* WHAT YOU WILL DO
Print, exactly as they appear, only the lines from the line that contains "rough mask: <svg" through the end of the listing.

* AVAILABLE RECORDS

-=-=-=-=-

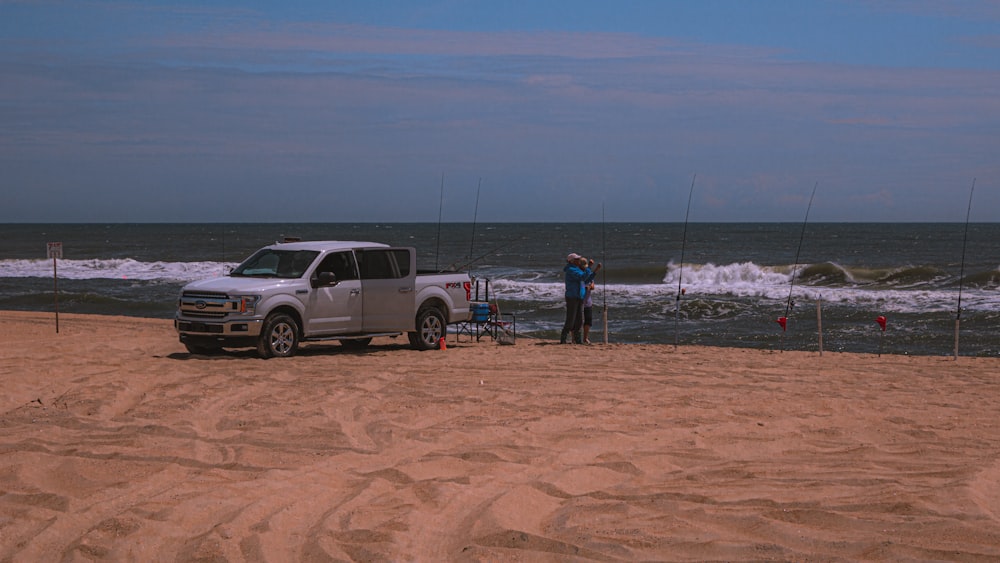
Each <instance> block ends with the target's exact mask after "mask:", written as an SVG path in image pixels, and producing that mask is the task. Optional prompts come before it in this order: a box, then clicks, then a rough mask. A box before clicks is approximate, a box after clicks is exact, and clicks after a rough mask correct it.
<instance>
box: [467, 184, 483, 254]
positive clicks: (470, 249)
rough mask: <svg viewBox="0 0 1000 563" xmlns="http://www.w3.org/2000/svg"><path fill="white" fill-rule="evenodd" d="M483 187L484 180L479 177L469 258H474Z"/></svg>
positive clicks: (472, 221) (472, 213)
mask: <svg viewBox="0 0 1000 563" xmlns="http://www.w3.org/2000/svg"><path fill="white" fill-rule="evenodd" d="M482 187H483V178H482V176H480V177H479V185H478V186H476V207H475V211H473V212H472V241H471V242H470V243H469V258H472V249H473V248H475V246H476V220H477V219H478V218H479V190H480V189H481V188H482Z"/></svg>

-=-=-=-=-

* RESULT
rough mask: <svg viewBox="0 0 1000 563" xmlns="http://www.w3.org/2000/svg"><path fill="white" fill-rule="evenodd" d="M483 187L484 180L479 177L469 258H474Z"/></svg>
positive clicks: (472, 221) (472, 213)
mask: <svg viewBox="0 0 1000 563" xmlns="http://www.w3.org/2000/svg"><path fill="white" fill-rule="evenodd" d="M482 187H483V178H482V176H480V177H479V185H478V186H476V207H475V211H473V212H472V241H471V242H470V243H469V258H472V249H473V248H475V246H476V220H477V219H478V218H479V190H480V189H481V188H482Z"/></svg>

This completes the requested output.